── Records for processing ──

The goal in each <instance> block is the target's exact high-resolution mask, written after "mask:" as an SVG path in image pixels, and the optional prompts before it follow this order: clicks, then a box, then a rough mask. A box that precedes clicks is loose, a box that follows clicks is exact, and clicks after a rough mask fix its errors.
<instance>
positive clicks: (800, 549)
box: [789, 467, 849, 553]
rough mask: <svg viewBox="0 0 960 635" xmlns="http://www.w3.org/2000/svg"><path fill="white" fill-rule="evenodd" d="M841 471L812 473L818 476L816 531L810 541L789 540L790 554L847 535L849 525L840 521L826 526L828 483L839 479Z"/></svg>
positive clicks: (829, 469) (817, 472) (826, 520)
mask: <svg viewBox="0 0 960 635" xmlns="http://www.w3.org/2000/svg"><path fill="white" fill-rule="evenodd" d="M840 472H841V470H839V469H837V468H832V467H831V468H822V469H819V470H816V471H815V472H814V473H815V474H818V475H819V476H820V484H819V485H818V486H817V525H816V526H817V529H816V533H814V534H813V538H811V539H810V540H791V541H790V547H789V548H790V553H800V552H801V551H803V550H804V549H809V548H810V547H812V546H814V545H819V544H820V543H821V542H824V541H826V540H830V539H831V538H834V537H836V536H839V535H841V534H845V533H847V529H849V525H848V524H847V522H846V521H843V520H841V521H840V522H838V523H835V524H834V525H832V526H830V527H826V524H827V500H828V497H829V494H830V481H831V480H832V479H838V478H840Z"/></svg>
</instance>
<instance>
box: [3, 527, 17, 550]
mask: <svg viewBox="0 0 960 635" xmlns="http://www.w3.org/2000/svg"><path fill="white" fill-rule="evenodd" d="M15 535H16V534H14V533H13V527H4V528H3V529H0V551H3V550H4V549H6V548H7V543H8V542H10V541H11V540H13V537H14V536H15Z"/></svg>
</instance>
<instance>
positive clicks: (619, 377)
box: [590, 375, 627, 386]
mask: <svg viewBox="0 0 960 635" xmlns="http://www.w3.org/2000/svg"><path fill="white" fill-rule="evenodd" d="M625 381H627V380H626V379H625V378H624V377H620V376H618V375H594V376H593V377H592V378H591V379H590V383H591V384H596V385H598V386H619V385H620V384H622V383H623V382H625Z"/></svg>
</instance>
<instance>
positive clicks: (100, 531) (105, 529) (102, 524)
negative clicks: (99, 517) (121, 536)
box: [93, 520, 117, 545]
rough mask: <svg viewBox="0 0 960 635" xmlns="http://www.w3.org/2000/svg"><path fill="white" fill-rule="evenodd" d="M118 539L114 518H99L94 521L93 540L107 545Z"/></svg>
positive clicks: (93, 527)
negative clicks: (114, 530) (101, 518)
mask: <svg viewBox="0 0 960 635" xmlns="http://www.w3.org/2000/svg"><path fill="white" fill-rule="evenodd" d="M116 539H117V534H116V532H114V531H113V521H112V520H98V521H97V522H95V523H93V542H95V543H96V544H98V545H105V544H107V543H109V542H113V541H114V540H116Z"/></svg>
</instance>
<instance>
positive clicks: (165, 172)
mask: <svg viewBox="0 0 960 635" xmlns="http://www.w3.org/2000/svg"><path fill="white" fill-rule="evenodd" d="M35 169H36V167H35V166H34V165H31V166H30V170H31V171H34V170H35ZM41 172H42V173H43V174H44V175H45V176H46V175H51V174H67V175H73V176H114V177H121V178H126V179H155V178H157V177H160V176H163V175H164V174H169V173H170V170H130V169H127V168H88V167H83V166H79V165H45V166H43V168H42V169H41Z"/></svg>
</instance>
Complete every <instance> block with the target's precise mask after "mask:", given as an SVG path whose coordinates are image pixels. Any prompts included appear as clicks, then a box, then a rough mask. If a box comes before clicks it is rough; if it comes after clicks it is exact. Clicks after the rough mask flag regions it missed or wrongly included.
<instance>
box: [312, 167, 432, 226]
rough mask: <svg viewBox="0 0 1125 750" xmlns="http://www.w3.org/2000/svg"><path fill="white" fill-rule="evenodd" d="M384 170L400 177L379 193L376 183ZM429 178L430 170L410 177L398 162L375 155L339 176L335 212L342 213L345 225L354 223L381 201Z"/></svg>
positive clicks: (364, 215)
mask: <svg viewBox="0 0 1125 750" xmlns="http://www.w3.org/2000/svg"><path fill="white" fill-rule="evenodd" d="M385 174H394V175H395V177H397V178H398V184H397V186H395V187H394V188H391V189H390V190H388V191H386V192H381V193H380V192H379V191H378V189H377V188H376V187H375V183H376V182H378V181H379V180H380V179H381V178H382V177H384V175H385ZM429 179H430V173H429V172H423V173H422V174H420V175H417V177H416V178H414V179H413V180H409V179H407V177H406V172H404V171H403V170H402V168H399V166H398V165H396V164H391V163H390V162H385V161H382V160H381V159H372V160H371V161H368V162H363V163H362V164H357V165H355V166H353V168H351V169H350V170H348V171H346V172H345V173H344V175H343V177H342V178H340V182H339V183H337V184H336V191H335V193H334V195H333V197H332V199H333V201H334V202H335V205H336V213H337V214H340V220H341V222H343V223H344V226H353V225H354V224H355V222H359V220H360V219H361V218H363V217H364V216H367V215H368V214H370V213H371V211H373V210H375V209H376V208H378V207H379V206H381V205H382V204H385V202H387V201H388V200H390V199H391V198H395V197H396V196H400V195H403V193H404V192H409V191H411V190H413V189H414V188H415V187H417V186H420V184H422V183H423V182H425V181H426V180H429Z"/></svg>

───

** Instructions to follow **
Without changing a single character, write out all of the entries.

** Answer section **
The goal in each <instance> block is the target's exact high-resolution mask, written after "mask:" as an SVG path in image pixels, and the optional prompts before it follow this order: clicks, then a box, then a rough mask. A box that precedes clicks is loose, a box that follows clicks is exact, and clicks after a rough mask fix its errors.
<instance>
positive clicks: (800, 549)
box: [789, 467, 849, 553]
rough mask: <svg viewBox="0 0 960 635" xmlns="http://www.w3.org/2000/svg"><path fill="white" fill-rule="evenodd" d="M841 471L812 473L818 476L816 531L810 541L789 540L790 554L847 535L849 525L840 521L826 526L828 483L839 479Z"/></svg>
positive clicks: (829, 469) (817, 472) (826, 520)
mask: <svg viewBox="0 0 960 635" xmlns="http://www.w3.org/2000/svg"><path fill="white" fill-rule="evenodd" d="M840 472H841V470H839V469H837V468H832V467H831V468H822V469H819V470H816V471H815V472H814V473H815V474H818V475H819V476H820V484H819V485H818V486H817V525H816V526H817V529H816V533H814V534H813V538H811V539H810V540H791V541H790V547H789V548H790V553H800V552H801V551H803V550H804V549H809V548H810V547H812V546H814V545H819V544H820V543H821V542H824V541H826V540H830V539H831V538H834V537H836V536H839V535H841V534H845V533H847V529H849V525H848V524H847V522H846V521H843V520H841V521H840V522H838V523H835V524H834V525H832V526H830V527H826V524H827V500H828V497H829V494H830V481H831V480H832V479H838V478H840Z"/></svg>
</instance>
<instance>
box: [3, 527, 17, 550]
mask: <svg viewBox="0 0 960 635" xmlns="http://www.w3.org/2000/svg"><path fill="white" fill-rule="evenodd" d="M15 535H16V534H14V533H13V527H4V528H3V529H0V551H3V550H4V549H6V548H7V543H8V542H10V541H11V540H13V537H14V536H15Z"/></svg>
</instance>
<instance>
positive clicks: (619, 377)
box: [590, 375, 627, 386]
mask: <svg viewBox="0 0 960 635" xmlns="http://www.w3.org/2000/svg"><path fill="white" fill-rule="evenodd" d="M625 381H627V380H626V379H625V378H624V377H620V376H618V375H594V376H593V377H592V378H591V379H590V383H591V384H596V385H598V386H619V385H620V384H622V383H623V382H625Z"/></svg>
</instance>
<instance>
positive clicks: (100, 531) (105, 529) (102, 524)
negative clicks: (99, 517) (121, 536)
box: [93, 520, 117, 545]
rough mask: <svg viewBox="0 0 960 635" xmlns="http://www.w3.org/2000/svg"><path fill="white" fill-rule="evenodd" d="M118 539L114 518H99L94 521L93 540L107 545Z"/></svg>
positive clicks: (93, 527)
negative clicks: (114, 530) (101, 518)
mask: <svg viewBox="0 0 960 635" xmlns="http://www.w3.org/2000/svg"><path fill="white" fill-rule="evenodd" d="M116 539H117V534H116V532H114V531H113V521H112V520H98V521H97V522H95V523H93V542H95V543H96V544H98V545H105V544H107V543H109V542H113V541H114V540H116Z"/></svg>
</instance>
<instance>
positive clicks: (165, 172)
mask: <svg viewBox="0 0 960 635" xmlns="http://www.w3.org/2000/svg"><path fill="white" fill-rule="evenodd" d="M35 169H36V167H35V166H34V165H31V166H30V170H31V171H34V170H35ZM41 172H42V173H43V174H44V175H45V176H46V175H51V174H67V175H73V176H114V177H121V178H126V179H155V178H157V177H160V176H163V175H164V174H169V173H170V170H130V169H127V168H88V167H83V166H79V165H45V166H43V168H42V169H41Z"/></svg>
</instance>
Complete every <instance> block with the target's precise mask after "mask:", given as an SVG path whose coordinates are image pixels. Any prompts included appear as clicks, then a box, then a rough mask. If a box comes before clicks it is rough; if it comes after clicks it is exact. Clicks after the rough mask flag regions it missed or wrongly included.
<instance>
box: [312, 167, 432, 226]
rough mask: <svg viewBox="0 0 1125 750" xmlns="http://www.w3.org/2000/svg"><path fill="white" fill-rule="evenodd" d="M384 170L400 177L379 193L376 183ZM429 178L430 170L410 177L398 162L375 155L339 176L335 212L342 213L345 225L354 223L381 201Z"/></svg>
positive clicks: (364, 215)
mask: <svg viewBox="0 0 1125 750" xmlns="http://www.w3.org/2000/svg"><path fill="white" fill-rule="evenodd" d="M385 174H394V175H395V177H397V178H398V184H397V186H395V187H394V188H391V189H390V190H388V191H386V192H381V193H380V192H379V191H378V189H377V188H376V187H375V183H376V182H378V181H379V180H380V179H381V178H382V177H384V175H385ZM429 179H430V173H429V172H423V173H422V174H420V175H417V177H416V178H414V179H413V180H409V179H407V177H406V172H404V171H403V170H402V168H399V166H398V165H396V164H391V163H390V162H385V161H382V160H381V159H372V160H371V161H368V162H363V163H362V164H357V165H355V166H353V168H351V169H350V170H348V171H346V172H345V173H344V175H343V177H342V178H340V182H339V183H337V184H336V191H335V193H334V195H333V197H332V199H333V201H334V202H335V205H336V213H337V214H340V220H341V222H343V223H344V226H353V225H354V224H355V222H359V220H360V219H361V218H363V217H364V216H367V215H368V214H370V213H371V211H373V210H375V209H376V208H378V207H379V206H381V205H382V204H385V202H387V201H388V200H390V199H391V198H395V197H396V196H400V195H403V193H404V192H409V191H411V190H413V189H414V188H415V187H417V186H420V184H422V183H423V182H425V181H426V180H429Z"/></svg>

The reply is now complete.